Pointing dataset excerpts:
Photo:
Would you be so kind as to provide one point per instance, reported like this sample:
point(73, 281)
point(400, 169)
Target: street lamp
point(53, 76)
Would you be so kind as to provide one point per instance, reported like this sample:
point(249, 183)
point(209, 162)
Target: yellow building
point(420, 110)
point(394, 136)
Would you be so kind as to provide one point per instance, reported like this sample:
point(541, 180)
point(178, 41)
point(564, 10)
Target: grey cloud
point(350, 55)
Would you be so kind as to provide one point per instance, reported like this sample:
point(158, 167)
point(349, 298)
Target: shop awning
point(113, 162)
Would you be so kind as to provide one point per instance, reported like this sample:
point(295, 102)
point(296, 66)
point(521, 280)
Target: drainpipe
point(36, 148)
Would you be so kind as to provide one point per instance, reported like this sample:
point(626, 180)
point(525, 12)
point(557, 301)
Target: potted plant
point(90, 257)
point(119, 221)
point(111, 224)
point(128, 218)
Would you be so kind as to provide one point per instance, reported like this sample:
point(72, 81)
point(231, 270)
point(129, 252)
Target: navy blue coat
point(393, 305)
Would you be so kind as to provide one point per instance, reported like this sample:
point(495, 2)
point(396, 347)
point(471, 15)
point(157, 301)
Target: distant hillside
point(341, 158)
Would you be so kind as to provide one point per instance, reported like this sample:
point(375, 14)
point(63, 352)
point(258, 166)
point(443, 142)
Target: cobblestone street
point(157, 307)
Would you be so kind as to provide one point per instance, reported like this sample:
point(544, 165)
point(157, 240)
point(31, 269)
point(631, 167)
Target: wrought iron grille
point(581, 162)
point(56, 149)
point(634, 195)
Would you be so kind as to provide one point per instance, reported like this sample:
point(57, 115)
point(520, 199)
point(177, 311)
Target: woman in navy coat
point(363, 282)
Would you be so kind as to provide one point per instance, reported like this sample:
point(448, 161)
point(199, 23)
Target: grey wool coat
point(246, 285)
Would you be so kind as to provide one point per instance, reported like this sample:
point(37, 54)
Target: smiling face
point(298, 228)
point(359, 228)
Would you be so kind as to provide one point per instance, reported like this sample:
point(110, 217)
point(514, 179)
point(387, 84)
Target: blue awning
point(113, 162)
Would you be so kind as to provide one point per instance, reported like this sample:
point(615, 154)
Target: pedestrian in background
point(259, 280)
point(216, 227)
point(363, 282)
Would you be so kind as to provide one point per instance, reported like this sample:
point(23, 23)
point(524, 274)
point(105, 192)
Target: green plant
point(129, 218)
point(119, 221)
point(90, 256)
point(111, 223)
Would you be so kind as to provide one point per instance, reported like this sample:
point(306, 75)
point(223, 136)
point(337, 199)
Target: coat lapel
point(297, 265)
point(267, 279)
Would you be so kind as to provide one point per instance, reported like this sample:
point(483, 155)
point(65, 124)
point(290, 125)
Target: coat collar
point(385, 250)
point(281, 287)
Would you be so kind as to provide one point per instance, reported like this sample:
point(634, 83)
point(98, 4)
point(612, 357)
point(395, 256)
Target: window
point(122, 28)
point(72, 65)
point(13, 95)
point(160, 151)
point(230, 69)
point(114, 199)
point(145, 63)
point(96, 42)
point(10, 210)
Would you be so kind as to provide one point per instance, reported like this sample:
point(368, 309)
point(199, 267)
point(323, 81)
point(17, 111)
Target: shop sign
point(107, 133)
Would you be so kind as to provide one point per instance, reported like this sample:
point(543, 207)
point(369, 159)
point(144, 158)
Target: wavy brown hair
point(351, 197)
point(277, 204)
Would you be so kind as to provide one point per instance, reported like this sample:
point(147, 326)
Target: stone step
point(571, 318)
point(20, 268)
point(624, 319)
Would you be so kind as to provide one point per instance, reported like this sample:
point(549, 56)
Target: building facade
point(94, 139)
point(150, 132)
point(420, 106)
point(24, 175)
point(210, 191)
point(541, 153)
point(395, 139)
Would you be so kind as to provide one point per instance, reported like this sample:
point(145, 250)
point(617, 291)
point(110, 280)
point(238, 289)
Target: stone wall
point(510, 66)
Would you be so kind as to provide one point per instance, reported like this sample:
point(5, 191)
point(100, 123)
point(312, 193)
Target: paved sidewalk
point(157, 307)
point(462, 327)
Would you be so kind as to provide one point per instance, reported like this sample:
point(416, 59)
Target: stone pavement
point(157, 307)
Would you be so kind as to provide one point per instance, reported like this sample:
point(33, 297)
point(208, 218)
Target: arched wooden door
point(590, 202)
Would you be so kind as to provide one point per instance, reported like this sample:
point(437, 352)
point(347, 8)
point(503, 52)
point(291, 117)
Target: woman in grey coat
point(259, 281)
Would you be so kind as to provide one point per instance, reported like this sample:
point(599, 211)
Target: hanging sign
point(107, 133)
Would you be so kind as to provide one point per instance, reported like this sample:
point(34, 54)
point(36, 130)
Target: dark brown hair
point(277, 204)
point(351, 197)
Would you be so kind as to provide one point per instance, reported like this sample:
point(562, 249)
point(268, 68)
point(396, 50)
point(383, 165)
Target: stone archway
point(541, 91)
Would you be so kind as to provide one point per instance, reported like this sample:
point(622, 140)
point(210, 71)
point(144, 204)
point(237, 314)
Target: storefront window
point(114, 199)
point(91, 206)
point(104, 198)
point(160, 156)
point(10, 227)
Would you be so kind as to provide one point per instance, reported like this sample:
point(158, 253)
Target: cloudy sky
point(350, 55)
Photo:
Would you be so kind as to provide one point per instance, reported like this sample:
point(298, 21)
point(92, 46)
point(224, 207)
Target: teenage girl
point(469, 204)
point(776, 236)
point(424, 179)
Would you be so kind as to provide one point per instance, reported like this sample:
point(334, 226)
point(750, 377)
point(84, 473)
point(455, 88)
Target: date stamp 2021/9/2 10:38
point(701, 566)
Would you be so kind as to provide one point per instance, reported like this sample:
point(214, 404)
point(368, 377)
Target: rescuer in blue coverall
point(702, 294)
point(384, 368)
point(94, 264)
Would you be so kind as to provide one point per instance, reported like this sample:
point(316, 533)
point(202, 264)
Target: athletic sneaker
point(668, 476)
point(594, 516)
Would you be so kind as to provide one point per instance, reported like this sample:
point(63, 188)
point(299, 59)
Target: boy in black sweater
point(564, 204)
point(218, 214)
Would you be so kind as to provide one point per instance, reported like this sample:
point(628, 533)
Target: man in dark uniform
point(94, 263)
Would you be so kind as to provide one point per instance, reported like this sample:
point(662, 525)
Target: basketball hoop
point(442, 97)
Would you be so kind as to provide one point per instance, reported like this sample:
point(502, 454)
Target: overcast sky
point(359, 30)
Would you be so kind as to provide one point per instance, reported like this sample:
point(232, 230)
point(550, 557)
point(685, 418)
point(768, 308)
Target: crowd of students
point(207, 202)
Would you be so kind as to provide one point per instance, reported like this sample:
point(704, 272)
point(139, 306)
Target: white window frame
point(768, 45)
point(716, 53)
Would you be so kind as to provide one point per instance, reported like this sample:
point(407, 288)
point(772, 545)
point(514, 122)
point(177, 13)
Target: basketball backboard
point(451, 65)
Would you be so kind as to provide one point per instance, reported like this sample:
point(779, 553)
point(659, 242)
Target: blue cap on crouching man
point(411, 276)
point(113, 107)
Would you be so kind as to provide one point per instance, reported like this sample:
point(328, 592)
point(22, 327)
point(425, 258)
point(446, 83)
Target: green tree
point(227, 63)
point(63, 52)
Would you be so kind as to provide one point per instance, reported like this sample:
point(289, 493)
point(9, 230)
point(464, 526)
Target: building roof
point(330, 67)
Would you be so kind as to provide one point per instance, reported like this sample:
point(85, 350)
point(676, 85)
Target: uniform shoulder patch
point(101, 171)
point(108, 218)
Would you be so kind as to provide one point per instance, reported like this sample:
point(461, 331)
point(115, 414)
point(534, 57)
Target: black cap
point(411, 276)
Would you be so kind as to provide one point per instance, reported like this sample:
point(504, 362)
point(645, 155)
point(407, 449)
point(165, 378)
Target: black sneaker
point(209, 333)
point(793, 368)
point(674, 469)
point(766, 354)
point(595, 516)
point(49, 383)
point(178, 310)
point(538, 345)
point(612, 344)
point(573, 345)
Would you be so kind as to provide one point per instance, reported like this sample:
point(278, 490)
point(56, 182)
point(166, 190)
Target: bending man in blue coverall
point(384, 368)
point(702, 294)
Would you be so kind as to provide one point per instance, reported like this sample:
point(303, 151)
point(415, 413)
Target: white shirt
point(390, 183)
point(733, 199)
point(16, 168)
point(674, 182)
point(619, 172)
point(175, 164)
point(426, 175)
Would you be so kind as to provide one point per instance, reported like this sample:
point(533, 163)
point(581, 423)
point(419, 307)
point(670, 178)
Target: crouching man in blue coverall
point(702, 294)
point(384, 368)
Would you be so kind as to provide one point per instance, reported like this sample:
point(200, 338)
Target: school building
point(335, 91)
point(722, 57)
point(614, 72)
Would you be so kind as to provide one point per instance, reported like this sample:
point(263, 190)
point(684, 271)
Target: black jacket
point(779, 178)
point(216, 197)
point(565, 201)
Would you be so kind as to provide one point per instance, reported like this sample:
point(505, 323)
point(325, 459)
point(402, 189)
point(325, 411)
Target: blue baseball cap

TASK PROMPT>
Rewrite the lines from the start of the records through the line containing "point(341, 158)", swapping "Target" for "Object" and leaving everything else unchanged.

CORRECT RESPONSE>
Photo:
Would you be so kind as to provide one point per instance, reported like this sample:
point(73, 281)
point(400, 169)
Object: street lamp
point(53, 76)
Would you be so kind as to provide one point per instance, reported like this sample:
point(249, 183)
point(209, 162)
Object: yellow building
point(420, 110)
point(394, 136)
Would you be so kind as to provide one point per instance, reported like this sample:
point(541, 180)
point(178, 41)
point(564, 10)
Object: grey cloud
point(350, 55)
Would you be so kind as to provide one point per instance, reported like this sample:
point(158, 167)
point(349, 298)
Object: shop awning
point(113, 162)
Would you be so kind as to provide one point per instance, reported like this sample:
point(295, 102)
point(296, 66)
point(521, 280)
Object: drainpipe
point(36, 148)
Would you be so kind as to provide one point per instance, reported like this sample:
point(626, 180)
point(525, 12)
point(557, 301)
Object: potted plant
point(90, 257)
point(119, 221)
point(111, 224)
point(128, 218)
Would you be so kind as to provide one point per instance, reported like this sample:
point(72, 81)
point(231, 270)
point(129, 252)
Object: navy blue coat
point(393, 305)
Would you be so kind as to provide one point per instance, reported like this sample:
point(495, 2)
point(396, 347)
point(471, 15)
point(157, 301)
Object: distant hillside
point(341, 158)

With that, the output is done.